▶ Requirements
Copy out the following lines word for word.

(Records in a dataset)
::::

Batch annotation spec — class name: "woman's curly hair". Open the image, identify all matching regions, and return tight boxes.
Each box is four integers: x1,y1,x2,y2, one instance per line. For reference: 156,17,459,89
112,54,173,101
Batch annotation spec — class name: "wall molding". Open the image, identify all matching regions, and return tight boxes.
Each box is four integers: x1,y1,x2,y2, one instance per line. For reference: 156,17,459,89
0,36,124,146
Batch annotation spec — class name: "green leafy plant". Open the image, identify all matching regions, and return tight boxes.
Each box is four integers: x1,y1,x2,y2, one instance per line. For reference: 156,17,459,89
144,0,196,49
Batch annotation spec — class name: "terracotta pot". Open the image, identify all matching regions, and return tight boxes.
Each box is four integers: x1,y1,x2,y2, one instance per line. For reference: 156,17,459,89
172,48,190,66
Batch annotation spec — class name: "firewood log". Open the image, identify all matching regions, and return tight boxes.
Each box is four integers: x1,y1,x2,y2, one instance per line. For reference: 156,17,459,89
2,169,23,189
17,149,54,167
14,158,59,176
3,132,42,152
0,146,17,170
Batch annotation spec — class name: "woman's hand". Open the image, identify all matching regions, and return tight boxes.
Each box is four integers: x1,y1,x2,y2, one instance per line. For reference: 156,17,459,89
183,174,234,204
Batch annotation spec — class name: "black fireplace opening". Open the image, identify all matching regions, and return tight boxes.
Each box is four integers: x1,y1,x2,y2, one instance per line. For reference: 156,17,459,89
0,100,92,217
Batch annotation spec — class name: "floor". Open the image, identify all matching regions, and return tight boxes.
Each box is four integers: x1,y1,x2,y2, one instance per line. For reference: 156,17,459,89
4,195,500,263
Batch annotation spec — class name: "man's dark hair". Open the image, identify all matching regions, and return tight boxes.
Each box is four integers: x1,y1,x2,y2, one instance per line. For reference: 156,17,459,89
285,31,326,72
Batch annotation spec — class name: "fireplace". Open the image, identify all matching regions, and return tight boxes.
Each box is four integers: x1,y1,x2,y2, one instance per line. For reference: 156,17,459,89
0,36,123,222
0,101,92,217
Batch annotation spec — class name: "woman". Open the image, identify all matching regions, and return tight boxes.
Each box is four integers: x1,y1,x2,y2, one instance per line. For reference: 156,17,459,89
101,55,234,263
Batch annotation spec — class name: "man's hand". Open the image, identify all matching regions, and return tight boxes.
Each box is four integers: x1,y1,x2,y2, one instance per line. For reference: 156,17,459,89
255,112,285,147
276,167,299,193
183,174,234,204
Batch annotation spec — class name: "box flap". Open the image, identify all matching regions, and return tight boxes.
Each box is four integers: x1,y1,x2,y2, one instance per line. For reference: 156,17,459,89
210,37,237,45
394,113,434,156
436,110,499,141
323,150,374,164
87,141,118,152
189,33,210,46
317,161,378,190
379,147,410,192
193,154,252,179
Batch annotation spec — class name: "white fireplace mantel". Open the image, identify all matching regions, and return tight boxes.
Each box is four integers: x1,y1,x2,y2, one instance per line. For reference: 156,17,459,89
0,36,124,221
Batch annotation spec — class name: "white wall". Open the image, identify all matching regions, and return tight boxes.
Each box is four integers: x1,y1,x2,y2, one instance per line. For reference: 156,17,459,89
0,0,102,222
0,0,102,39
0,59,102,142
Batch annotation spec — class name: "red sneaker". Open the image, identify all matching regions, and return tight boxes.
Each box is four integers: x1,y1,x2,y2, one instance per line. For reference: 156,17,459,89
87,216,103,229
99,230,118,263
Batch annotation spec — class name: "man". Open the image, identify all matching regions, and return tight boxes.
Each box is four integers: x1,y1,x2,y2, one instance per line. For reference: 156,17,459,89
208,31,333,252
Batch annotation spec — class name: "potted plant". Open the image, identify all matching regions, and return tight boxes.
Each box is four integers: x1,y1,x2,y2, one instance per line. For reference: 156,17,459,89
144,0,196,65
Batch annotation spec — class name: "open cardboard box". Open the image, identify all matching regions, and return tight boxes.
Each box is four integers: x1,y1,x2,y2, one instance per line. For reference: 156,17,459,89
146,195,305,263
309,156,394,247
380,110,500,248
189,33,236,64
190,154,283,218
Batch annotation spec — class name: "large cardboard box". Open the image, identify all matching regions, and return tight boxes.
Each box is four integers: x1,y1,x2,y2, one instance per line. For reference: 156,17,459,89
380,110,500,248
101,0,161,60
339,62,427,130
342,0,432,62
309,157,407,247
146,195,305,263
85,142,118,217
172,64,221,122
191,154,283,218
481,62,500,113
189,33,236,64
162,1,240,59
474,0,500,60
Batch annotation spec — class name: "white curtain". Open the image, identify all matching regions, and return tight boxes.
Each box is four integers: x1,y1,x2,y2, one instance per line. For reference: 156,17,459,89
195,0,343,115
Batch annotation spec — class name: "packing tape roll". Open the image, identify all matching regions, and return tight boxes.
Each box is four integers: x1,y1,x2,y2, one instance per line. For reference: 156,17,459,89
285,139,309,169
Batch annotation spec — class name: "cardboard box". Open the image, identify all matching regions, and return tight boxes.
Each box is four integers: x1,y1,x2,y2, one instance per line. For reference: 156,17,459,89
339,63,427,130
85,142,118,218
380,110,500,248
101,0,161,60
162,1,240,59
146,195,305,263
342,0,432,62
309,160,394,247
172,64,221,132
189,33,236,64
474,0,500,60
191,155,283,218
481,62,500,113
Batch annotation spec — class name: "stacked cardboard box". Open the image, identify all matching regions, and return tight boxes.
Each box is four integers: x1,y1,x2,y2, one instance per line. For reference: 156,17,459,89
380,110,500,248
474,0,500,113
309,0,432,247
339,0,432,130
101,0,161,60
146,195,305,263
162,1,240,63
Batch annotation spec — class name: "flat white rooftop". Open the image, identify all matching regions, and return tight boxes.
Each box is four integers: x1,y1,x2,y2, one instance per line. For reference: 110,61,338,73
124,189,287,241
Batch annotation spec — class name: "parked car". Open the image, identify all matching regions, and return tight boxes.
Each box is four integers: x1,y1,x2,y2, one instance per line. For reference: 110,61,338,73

::::

▶ Output of the exercise
Batch annotation spec — class name: "woman's curly hair". Open the image, identify all matching regions, and return tight boxes.
Each box is four integers: x1,y1,x2,y2, one instance per line. For reference: 156,17,459,89
112,54,173,101
Batch annotation spec — class name: "wall molding". Open the image, identify all matching regions, and return tight boxes.
Each box is four integers: x1,y1,x2,y2, one instance per line. For reference: 156,17,459,89
0,36,124,146
Batch annotation spec — class name: "green leafy plant". Open the image, identify all matching regions, and return tight boxes.
Each box is four integers: x1,y1,x2,y2, one instance per line. For reference: 156,17,459,89
144,0,196,49
Batch annotation spec — class name: "terracotta pot". Open the image, identify all matching regions, and return tight boxes.
Each box is four integers: x1,y1,x2,y2, one instance per line. For reference: 156,17,459,89
172,48,190,66
Batch annotation spec — class name: "firewood log". Open the image, identify all matching regions, and return tight boxes.
Each box is four integers: x1,y1,x2,y2, one instance per line. For reference: 156,17,459,89
2,169,23,189
17,149,54,167
14,158,59,176
3,132,42,152
0,146,17,170
Batch annotation spec — class name: "woman's hand". Open the image, identify all matching regions, and return tight boxes.
Each box is four integers: x1,y1,x2,y2, one instance per line. For reference: 156,17,459,89
183,174,234,204
Batch annotation spec — class name: "black fireplace opening". Open the image, identify all matching regions, and return tight boxes.
Each box is four integers: x1,y1,x2,y2, one instance per line. For reference: 156,17,459,89
0,100,92,217
Batch annotation spec — class name: "floor". Open the image, identify all matching regions, and return tight boxes.
Each box is four integers: x1,y1,x2,y2, one instance per line. For reference: 156,17,459,89
4,195,500,263
Batch annotation spec — class name: "man's dark hair". Open the image, identify all matching regions, and return tight boxes.
Each box is four integers: x1,y1,x2,y2, one instance per line. For reference: 156,17,459,89
285,31,326,72
Batch annotation spec — class name: "fireplace". Open the image, identify all matching regions, and return tight boxes.
Each box is four integers: x1,y1,x2,y2, one instance per line. For reference: 156,17,459,89
0,36,123,222
0,101,92,217
Batch annotation spec — class name: "woman". Open the image, identify all matching regions, and return tight boxes.
Each box is four integers: x1,y1,x2,y2, one instance per line. For reference: 156,17,459,89
101,55,234,263
Batch annotation spec — class name: "man's hand". Open the image, identify all matching regions, and return tight boxes.
Each box is four integers: x1,y1,x2,y2, one instance per line. For reference: 156,17,459,89
255,112,285,147
276,167,299,193
183,174,234,204
Batch annotation spec — class name: "box flap". Open the image, identify all matching regions, and return tight boxes.
Each box is four integers: x1,y1,x2,y2, one instance per line. For reference: 156,17,459,89
210,37,237,45
394,113,434,156
436,110,499,141
323,150,374,164
87,141,118,152
189,33,210,46
317,161,378,190
379,147,410,192
193,154,252,179
Batch annotation spec — class name: "white fireplace mantel". Open the image, identify all matching regions, and return tight boxes.
Each box is four integers: x1,y1,x2,y2, one instance per line. For reference: 156,17,459,89
0,36,124,221
Batch annotation spec — class name: "white wall". Open the image, identify all matching regions, and return tight boxes.
Each box is four integers: x1,y1,x2,y2, one instance per line. For reference: 156,17,459,89
0,0,102,222
0,0,102,39
0,59,102,142
Batch annotation spec — class name: "red sneaker". Open the image, identify all matching regions, and return tight boxes.
Each box is four integers: x1,y1,x2,y2, one instance per line. For reference: 156,17,459,89
87,216,103,229
99,230,118,263
Batch annotation spec — class name: "man". Open the image, identify all matching regions, and return tight boxes.
Each box is four integers: x1,y1,x2,y2, one instance per line. For reference: 156,17,459,89
208,31,333,252
Batch annotation spec — class name: "potted plant". Open the image, identify all matching regions, and return tight boxes.
Each box is four integers: x1,y1,x2,y2, one instance per line. For reference: 156,17,459,89
144,0,196,65
Batch annotation spec — class name: "open cardboard box". Open the image, identify all matching regions, and return tight boxes.
Each box is four integers: x1,y1,x2,y2, one instance per line. For reference: 156,17,459,89
146,195,305,263
309,156,394,247
380,110,500,248
189,33,236,64
190,154,283,218
Batch annotation spec — class name: "large cardboard box". Open the image, identify all matching regions, and return tight boxes.
Each box is four integers: x1,y1,x2,y2, one instance per line. For reference: 156,17,459,89
380,110,500,248
101,0,161,60
339,62,427,130
342,0,432,62
309,157,407,247
146,195,305,263
85,142,118,217
172,64,221,122
191,154,283,218
481,62,500,113
189,33,236,64
162,1,240,59
474,0,500,60
Batch annotation spec — class name: "white curtain". Open the image, identify all matching regions, and return tight boxes.
Each box is four integers: x1,y1,x2,y2, one instance per line. For reference: 156,17,459,89
195,0,343,115
Batch annotation spec — class name: "packing tape roll". Open the image, identify all matching regions, and return tight boxes.
Each box is four integers: x1,y1,x2,y2, one instance per line. For reference: 156,17,459,89
285,139,309,169
Batch annotation spec — class name: "cardboard box". Open the image, identify all matching regions, and return tight boxes.
Each box is four integers: x1,y1,x2,y2, one instance per line. For reference: 156,17,459,89
339,63,427,130
85,142,118,218
380,110,500,248
101,0,161,60
162,1,240,59
146,195,305,263
342,0,432,62
309,160,394,247
172,64,221,132
189,33,236,64
474,0,500,60
191,155,283,218
481,62,500,113
Batch annotation spec — class name: "stacked cardboard box". Open the image, identify all matching regions, and return tight boxes.
Each box is four integers: x1,y1,x2,y2, one instance per line. For reference: 156,17,459,89
380,110,500,248
474,0,500,113
309,0,432,247
339,0,432,130
101,0,161,60
146,195,305,263
162,1,240,63
Batch annotation spec — class name: "flat white rooftop". Open the image, identify all matching regions, and return tight boxes.
Each box is four integers: x1,y1,x2,y2, one instance per line. For reference: 110,61,338,73
124,189,287,241
Batch annotation spec — class name: "parked car". Open the image, identify all matching regions, and return tight boxes.
Each box is four integers: x1,y1,x2,y2, one instance per line. For reference: 110,61,338,73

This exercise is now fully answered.